=== Dataset excerpts ===

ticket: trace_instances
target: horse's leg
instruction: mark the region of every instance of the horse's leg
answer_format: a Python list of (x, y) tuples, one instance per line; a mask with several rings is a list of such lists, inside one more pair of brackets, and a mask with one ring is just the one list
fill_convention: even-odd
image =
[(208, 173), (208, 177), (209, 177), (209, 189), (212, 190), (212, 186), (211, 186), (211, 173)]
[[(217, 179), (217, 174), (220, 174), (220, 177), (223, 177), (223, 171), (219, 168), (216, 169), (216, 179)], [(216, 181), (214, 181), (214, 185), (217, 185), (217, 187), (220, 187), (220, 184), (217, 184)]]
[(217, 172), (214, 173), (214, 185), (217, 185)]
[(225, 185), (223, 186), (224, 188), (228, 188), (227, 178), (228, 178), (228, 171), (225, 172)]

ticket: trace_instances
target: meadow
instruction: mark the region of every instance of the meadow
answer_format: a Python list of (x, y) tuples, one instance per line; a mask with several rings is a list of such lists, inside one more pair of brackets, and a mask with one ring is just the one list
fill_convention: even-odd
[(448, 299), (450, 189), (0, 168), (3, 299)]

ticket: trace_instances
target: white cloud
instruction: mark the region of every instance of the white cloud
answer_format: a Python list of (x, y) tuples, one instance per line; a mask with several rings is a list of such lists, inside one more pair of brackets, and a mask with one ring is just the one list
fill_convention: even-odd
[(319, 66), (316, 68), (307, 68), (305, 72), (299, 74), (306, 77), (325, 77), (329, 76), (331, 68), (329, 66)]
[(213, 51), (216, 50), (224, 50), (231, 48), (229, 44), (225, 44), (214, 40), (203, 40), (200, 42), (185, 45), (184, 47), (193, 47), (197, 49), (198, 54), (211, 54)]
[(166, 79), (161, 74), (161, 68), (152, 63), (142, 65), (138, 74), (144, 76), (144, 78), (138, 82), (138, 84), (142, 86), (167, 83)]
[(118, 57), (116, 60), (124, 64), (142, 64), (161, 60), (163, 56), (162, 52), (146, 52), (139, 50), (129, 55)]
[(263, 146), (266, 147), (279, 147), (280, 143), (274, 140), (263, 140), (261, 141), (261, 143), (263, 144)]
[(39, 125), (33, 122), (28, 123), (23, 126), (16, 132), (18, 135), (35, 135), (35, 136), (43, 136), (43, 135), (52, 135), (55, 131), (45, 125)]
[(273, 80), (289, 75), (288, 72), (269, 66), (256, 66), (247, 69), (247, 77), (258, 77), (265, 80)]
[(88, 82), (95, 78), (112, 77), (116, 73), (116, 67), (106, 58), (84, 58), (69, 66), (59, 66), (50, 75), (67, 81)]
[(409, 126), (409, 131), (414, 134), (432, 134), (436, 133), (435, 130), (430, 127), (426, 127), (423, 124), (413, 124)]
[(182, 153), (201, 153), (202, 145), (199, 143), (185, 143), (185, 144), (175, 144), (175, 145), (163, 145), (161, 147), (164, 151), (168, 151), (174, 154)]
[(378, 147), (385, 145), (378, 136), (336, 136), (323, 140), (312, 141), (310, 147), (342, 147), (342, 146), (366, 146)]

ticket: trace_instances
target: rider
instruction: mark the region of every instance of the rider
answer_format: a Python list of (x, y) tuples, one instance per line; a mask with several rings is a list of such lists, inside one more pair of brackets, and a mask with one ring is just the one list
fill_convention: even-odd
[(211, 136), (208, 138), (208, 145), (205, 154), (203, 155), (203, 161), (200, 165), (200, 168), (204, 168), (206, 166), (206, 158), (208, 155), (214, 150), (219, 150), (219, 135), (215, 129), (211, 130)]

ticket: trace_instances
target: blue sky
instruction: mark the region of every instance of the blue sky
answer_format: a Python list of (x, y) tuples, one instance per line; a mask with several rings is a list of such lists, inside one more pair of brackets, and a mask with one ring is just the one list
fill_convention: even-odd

===

Problem details -
Rewrite all of the records above as a numbered list, omitting the blank lines.

Response to this exercise -
1. ticket: trace_instances
2. target: horse's leg
3. instruction: mark the region of every instance of the horse's leg
4. answer_format: a Python list of (x, y) tuples, one instance per line; a mask with several rings is a list of such lists, inside one more pair of brackets, and a mask with one ring is just the one list
5. fill_convention: even-odd
6. image =
7. [(208, 173), (208, 177), (209, 177), (209, 189), (212, 190), (212, 186), (211, 186), (211, 173)]
8. [[(217, 179), (217, 174), (220, 174), (220, 177), (223, 177), (223, 171), (219, 168), (216, 169), (216, 179)], [(216, 181), (214, 181), (214, 185), (217, 185), (217, 187), (220, 187), (220, 184), (217, 184)]]
9. [(217, 172), (214, 173), (214, 185), (217, 185)]
10. [(225, 185), (223, 186), (224, 188), (228, 188), (227, 178), (228, 178), (228, 171), (225, 172)]
11. ticket: trace_instances
12. target: meadow
13. instruction: mark the region of every instance of the meadow
14. answer_format: a Python list of (x, y) tuples, one instance per line; a mask with several rings is a list of such lists, inside one more pair of brackets, and a mask with one ring is just the one list
15. fill_convention: even-odd
16. [(448, 299), (450, 189), (0, 168), (3, 299)]
17. ticket: trace_instances
18. target: white cloud
19. instruction: mark the region of every instance of the white cloud
20. answer_format: a Python list of (x, y) tuples, one instance per line; a mask with several rings is a list of such lists, inside one more pair of brackets, and a mask with one ring is just the one list
21. fill_convention: even-odd
22. [(319, 66), (316, 68), (307, 68), (305, 72), (299, 74), (306, 77), (325, 77), (329, 76), (331, 68), (329, 66)]
23. [(213, 51), (216, 50), (224, 50), (231, 48), (229, 44), (225, 44), (214, 40), (203, 40), (200, 42), (185, 45), (184, 47), (193, 47), (197, 49), (198, 54), (211, 54)]
24. [(166, 79), (161, 74), (161, 68), (152, 63), (142, 65), (138, 74), (144, 76), (144, 78), (138, 82), (138, 84), (142, 86), (167, 83)]
25. [(118, 57), (116, 60), (124, 64), (142, 64), (161, 60), (163, 56), (162, 52), (146, 52), (139, 50), (129, 55)]
26. [(263, 146), (266, 147), (279, 147), (280, 143), (274, 140), (263, 140), (261, 141), (261, 143), (263, 144)]
27. [(39, 125), (33, 122), (28, 123), (23, 126), (16, 132), (18, 135), (35, 135), (35, 136), (43, 136), (43, 135), (52, 135), (55, 131), (45, 125)]
28. [(273, 80), (289, 75), (288, 72), (269, 66), (256, 66), (247, 69), (247, 77), (258, 77), (265, 80)]
29. [(88, 82), (95, 78), (112, 77), (116, 73), (116, 67), (106, 58), (84, 58), (69, 66), (59, 66), (50, 75), (67, 81)]
30. [(409, 126), (409, 131), (414, 134), (432, 134), (436, 133), (435, 130), (430, 127), (426, 127), (423, 124), (413, 124)]
31. [(182, 153), (201, 153), (202, 145), (199, 143), (185, 143), (185, 144), (175, 144), (175, 145), (163, 145), (161, 147), (164, 151), (168, 151), (174, 154)]
32. [(378, 147), (385, 145), (378, 136), (336, 136), (323, 140), (312, 141), (310, 147), (342, 147), (342, 146), (366, 146)]
33. ticket: trace_instances
34. target: rider
35. instruction: mark the region of every instance of the rider
36. answer_format: a Python list of (x, y) tuples, one instance per line; a mask with several rings is a list of such lists, inside one more pair of brackets, and a mask with one ring is just the one list
37. fill_convention: even-odd
38. [(211, 136), (208, 138), (208, 145), (205, 154), (203, 155), (203, 161), (200, 165), (200, 168), (204, 168), (206, 166), (206, 158), (208, 155), (214, 150), (219, 150), (219, 135), (215, 129), (211, 130)]
39. ticket: trace_instances
40. target: blue sky
41. instruction: mark the region of every instance of the blue sky
42. answer_format: a Python list of (x, y) tuples, one instance per line; a mask with several rings is a list of such lists, inside one more pair of brackets, and a mask with one ring is just the one list
43. fill_convention: even-odd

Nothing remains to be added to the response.